* **文档正文**:
· · · · · · ·

文档查询操作的 DSL 语句都存储在 SearchDSL.txt 文件中,SearchTest 类是相关的 Java 代码:

# 查询所有数据
GET /myhotel/_search

# 查询所有数据
GET /myhotel/_search
{
  "query": {
    "match_all": {}
  }
}

# 查询单个字段
GET /myhotel/_search
{
  "query": {
    "match": {
      "all": "朝阳如家"
    }
  }
}

# 查询多个字段
GET /myhotel/_search
{
  "query": {
    "multi_match": {
      "query": "朝阳如家",
      "fields": ["brand","name"]
    }
  }
}

# term 精确查询
GET /myhotel/_search
{
  "query": {
    "term": {
      "city": {"value": "北京"}
    }
  }
}

# 范围查询
GET /myhotel/_search
{
  "query": {
    "range": {
      "price": {
        "gte": 100,
        "lte": 300
      }
    }
  }
}

# 多条件 bool 查询
GET /myhotel/_search
{
  "query": {
    "bool": {
      "must": [
        {
          "match": {
            "name": "如家"

· · · · · · ·

* **题目要求 A**:
DSL 查询示例中,使用 multi_match 的那条语句是做什么的?它用什么查询词,在哪些字段上查?
上面的 DSL 查询示例与下方列表毫无关联。

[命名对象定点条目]
· · · · · · ·

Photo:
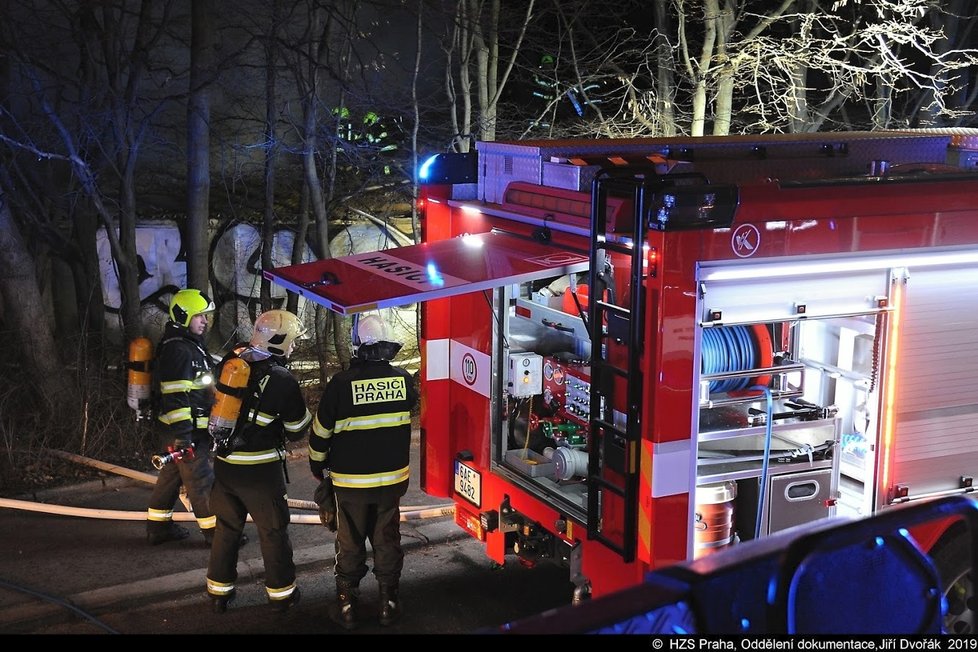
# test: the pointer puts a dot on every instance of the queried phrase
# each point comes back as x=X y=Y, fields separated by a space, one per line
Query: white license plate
x=468 y=483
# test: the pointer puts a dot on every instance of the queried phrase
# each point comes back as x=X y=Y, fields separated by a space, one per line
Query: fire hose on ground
x=408 y=513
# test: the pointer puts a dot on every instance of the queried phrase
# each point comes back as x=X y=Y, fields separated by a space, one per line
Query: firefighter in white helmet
x=361 y=444
x=250 y=472
x=183 y=373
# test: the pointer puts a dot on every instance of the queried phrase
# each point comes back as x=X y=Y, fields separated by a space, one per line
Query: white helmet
x=275 y=331
x=371 y=338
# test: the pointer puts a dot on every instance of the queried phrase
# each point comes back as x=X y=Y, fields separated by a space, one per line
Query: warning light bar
x=674 y=208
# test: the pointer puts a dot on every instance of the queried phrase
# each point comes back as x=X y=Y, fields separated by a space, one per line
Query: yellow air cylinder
x=140 y=378
x=230 y=392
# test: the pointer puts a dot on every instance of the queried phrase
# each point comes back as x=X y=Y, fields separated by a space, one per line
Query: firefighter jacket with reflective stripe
x=184 y=374
x=362 y=429
x=273 y=411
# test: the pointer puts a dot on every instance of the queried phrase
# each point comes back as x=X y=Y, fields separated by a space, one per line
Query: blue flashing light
x=434 y=275
x=425 y=168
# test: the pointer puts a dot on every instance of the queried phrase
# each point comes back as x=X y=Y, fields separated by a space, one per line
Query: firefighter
x=250 y=465
x=361 y=444
x=184 y=383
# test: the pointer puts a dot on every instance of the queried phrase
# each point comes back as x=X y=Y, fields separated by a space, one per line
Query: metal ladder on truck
x=615 y=438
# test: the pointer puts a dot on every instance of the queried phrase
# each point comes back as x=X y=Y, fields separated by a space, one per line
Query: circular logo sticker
x=745 y=240
x=469 y=369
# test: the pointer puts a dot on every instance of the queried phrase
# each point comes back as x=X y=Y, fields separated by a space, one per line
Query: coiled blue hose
x=727 y=349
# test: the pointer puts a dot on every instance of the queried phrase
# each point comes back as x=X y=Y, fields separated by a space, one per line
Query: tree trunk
x=271 y=154
x=198 y=144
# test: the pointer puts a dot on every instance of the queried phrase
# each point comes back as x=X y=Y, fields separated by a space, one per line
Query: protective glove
x=326 y=500
x=317 y=468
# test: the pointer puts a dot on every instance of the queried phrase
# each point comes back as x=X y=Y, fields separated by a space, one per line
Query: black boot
x=347 y=595
x=157 y=533
x=281 y=606
x=220 y=603
x=390 y=604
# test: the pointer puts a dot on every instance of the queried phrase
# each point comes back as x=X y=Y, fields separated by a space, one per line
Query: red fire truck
x=637 y=352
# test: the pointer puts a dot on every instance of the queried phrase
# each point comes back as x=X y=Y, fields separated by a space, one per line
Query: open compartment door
x=433 y=270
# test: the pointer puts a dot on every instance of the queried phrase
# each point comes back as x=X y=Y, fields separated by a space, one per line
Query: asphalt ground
x=94 y=573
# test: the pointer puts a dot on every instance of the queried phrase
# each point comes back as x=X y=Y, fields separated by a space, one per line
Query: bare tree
x=198 y=142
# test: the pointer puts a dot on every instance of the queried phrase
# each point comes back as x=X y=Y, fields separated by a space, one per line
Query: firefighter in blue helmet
x=250 y=464
x=184 y=377
x=360 y=451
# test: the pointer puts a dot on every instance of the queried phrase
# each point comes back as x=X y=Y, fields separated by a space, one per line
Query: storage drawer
x=796 y=498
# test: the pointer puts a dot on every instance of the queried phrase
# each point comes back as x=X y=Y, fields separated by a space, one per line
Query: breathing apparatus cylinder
x=140 y=378
x=229 y=394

· · · · · · ·

* **题目要求 B**:
把列表从开头一直到含有“x=408 y=513”的那一行(两端都算)整理成 Markdown 表格,列名用“序号”和“内容”,空行不计。图片不要放进表格。

* **作答内容 A**:
按其注释,这条语句用于查询多个字段:以“朝阳如家”为查询词,同时在 brand 和 name 两个字段中检索 myhotel 的数据。

* **作答内容 B**:
| 序号 | 内容 |
|---|---|
| 1 | Photo: |
| 2 | # test: the pointer puts a dot on every instance of the queried phrase |
| 3 | # each point comes back as x=X y=Y, fields separated by a space, one per line |
| 4 | Query: white license plate |
| 5 | x=468 y=483 |
| 6 | # test: the pointer puts a dot on every instance of the queried phrase |
| 7 | # each point comes back as x=X y=Y, fields separated by a space, one per line |
| 8 | Query: fire hose on ground |
| 9 | x=408 y=513 |